■ Problem to work on ■
All records, minus the pictures: write them out exactly.

Records contained in a dataset:
########

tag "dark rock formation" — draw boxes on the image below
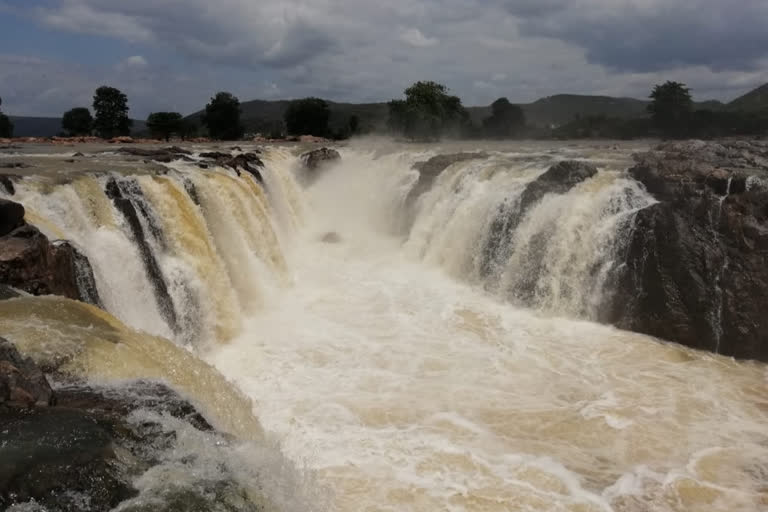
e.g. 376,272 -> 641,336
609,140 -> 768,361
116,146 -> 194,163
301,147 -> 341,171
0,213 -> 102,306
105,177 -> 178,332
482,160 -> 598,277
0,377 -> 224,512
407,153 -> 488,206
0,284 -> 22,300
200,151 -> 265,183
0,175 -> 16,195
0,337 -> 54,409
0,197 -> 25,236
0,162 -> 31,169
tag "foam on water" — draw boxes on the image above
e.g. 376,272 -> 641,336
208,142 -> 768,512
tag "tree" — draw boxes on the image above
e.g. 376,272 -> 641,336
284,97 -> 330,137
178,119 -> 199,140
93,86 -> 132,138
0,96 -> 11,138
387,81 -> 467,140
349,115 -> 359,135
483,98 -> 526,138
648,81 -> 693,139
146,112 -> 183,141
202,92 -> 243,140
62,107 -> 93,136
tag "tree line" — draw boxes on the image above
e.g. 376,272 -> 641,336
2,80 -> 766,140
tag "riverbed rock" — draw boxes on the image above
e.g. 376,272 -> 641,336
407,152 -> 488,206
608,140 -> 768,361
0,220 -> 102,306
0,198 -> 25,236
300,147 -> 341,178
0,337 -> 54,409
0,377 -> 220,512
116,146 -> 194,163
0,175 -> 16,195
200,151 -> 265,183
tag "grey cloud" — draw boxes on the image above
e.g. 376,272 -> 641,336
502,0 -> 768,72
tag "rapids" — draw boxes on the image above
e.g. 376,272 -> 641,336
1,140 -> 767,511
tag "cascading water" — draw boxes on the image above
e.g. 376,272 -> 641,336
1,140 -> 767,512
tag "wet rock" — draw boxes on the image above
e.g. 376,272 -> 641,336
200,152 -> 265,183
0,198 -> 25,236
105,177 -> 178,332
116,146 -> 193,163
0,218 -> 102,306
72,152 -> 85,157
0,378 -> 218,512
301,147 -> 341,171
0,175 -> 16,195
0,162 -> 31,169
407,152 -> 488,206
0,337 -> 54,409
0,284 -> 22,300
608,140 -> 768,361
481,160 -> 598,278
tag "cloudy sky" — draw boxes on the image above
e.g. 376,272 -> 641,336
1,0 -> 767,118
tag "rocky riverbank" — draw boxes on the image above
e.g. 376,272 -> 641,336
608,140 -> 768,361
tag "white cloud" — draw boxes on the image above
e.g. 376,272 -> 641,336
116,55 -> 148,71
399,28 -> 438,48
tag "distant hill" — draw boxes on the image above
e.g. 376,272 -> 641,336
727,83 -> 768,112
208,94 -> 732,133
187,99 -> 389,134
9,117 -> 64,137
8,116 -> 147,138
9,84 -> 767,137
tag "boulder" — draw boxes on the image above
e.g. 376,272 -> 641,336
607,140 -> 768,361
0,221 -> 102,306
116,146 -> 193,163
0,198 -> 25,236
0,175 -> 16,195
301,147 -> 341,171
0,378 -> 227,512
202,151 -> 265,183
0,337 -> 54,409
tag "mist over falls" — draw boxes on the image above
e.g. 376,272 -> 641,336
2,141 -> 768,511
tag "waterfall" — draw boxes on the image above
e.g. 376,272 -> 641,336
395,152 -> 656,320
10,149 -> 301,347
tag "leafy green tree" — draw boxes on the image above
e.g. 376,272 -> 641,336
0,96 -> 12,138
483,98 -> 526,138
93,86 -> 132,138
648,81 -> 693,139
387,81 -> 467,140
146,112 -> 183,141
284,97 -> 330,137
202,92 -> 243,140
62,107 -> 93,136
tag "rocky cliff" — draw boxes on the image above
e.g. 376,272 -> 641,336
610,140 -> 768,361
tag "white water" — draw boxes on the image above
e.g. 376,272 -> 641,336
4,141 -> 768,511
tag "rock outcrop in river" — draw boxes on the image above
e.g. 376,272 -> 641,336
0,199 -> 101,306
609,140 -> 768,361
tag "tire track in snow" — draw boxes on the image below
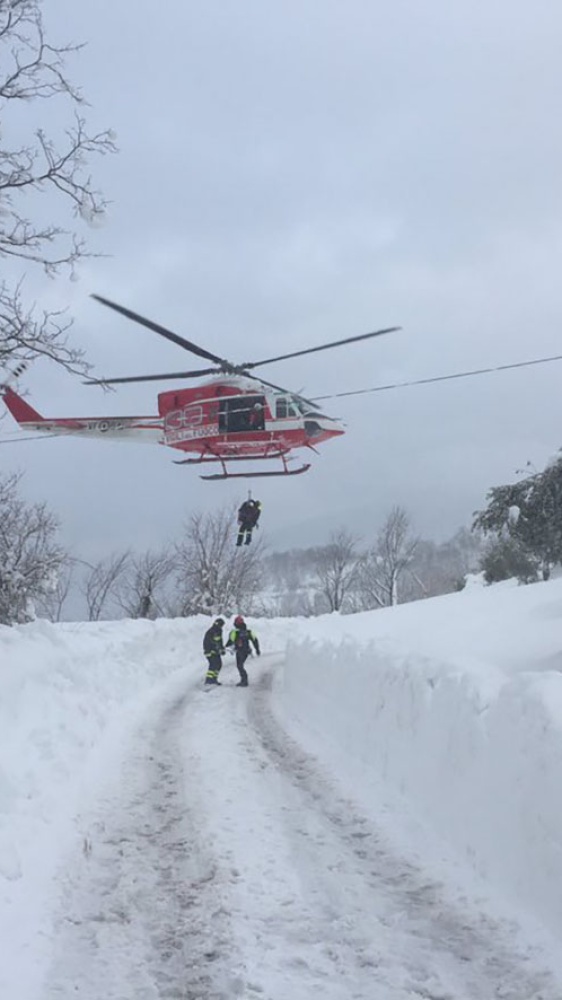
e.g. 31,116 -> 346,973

########

■ Your solution ■
tag "dark rock formation" — draw boxes on the image below
e.g. 376,272 -> 641,336
609,140 -> 768,361
116,146 -> 194,163
301,147 -> 341,171
0,213 -> 102,306
105,177 -> 178,332
482,160 -> 598,277
0,377 -> 224,512
407,153 -> 488,206
0,284 -> 22,300
200,151 -> 265,183
0,175 -> 16,195
0,337 -> 54,409
0,197 -> 25,236
0,162 -> 31,169
tag "foam on water" — draw boxes on the image above
e.g. 376,272 -> 641,336
208,142 -> 768,512
tag "tree" — draw boxes on the image above
e.g. 376,272 -> 641,336
284,97 -> 330,137
178,119 -> 199,140
93,86 -> 132,138
0,96 -> 11,138
387,81 -> 467,140
349,115 -> 359,135
483,98 -> 526,138
648,81 -> 693,139
146,112 -> 183,141
202,92 -> 243,140
62,107 -> 93,136
tag "tree line" — draw boxes on the image above
e.g. 376,272 -> 641,336
2,80 -> 766,140
tag "riverbed rock" — draw boxes on the image above
e.g. 376,272 -> 641,336
407,152 -> 488,206
608,140 -> 768,361
0,220 -> 102,306
0,198 -> 25,236
300,147 -> 341,178
0,337 -> 54,409
0,377 -> 220,512
116,146 -> 194,163
0,175 -> 16,195
200,151 -> 265,183
tag "grey cloud" — draw boxes on the image above
e.g. 376,272 -> 641,336
502,0 -> 768,72
tag "rapids" — draw boxes on the image above
e.g. 376,272 -> 641,336
1,140 -> 767,511
tag "cascading water" — draw boxes on the image above
e.g. 376,272 -> 641,336
1,140 -> 767,512
tag "wet rock" — draw boxes on the image above
e.g. 376,272 -> 641,336
200,152 -> 265,183
0,198 -> 25,236
105,177 -> 178,332
116,146 -> 193,163
0,218 -> 102,306
72,152 -> 85,157
0,378 -> 218,512
301,147 -> 341,171
0,175 -> 16,195
0,162 -> 31,169
407,152 -> 488,206
0,337 -> 54,409
0,284 -> 22,300
608,140 -> 768,361
481,160 -> 598,278
tag "cloudy sky" — draw boxes on the image above
e.g. 376,272 -> 641,336
1,0 -> 767,118
tag "rocky riverbank" — draw boxes on the image above
e.g. 376,272 -> 641,336
608,140 -> 768,361
tag "white cloud" — draw boxes on the image above
e.g. 376,272 -> 641,336
116,55 -> 148,71
399,28 -> 438,48
tag "distant hill" — draw boxes on the image above
e.g. 376,272 -> 641,336
727,83 -> 768,112
208,94 -> 732,133
187,99 -> 389,134
9,117 -> 64,137
8,116 -> 147,138
9,84 -> 767,137
tag "boulder" — draw boxes on the image above
e.g. 376,272 -> 641,336
607,140 -> 768,361
0,221 -> 102,306
116,146 -> 193,163
0,198 -> 25,236
0,175 -> 16,195
301,147 -> 341,171
0,378 -> 227,512
202,151 -> 265,183
0,337 -> 54,409
tag "mist over falls" — draw boxes on the image above
e.g. 376,272 -> 641,336
2,141 -> 768,511
tag "waterfall" — draw boxes on the image above
e.g. 376,272 -> 641,336
395,152 -> 656,320
10,149 -> 301,347
tag "leafy green tree" — draw boxes on the image above
e.g. 376,272 -> 641,336
0,96 -> 12,138
483,98 -> 526,138
93,86 -> 132,138
648,81 -> 693,139
387,81 -> 467,140
146,112 -> 183,141
284,97 -> 330,137
202,92 -> 243,140
62,107 -> 93,136
tag "rocky cliff" — draw boxes on the image above
e.g. 376,272 -> 641,336
610,140 -> 768,361
tag "white water" — draw boxes on the image above
e.g. 376,272 -> 641,336
4,141 -> 768,511
tag "rock outcrop in river" — draw boxes on the image above
e.g. 376,272 -> 641,336
0,199 -> 101,306
609,140 -> 768,361
tag "tire track in snow" — draw boxes on the image below
e.g. 31,116 -> 346,973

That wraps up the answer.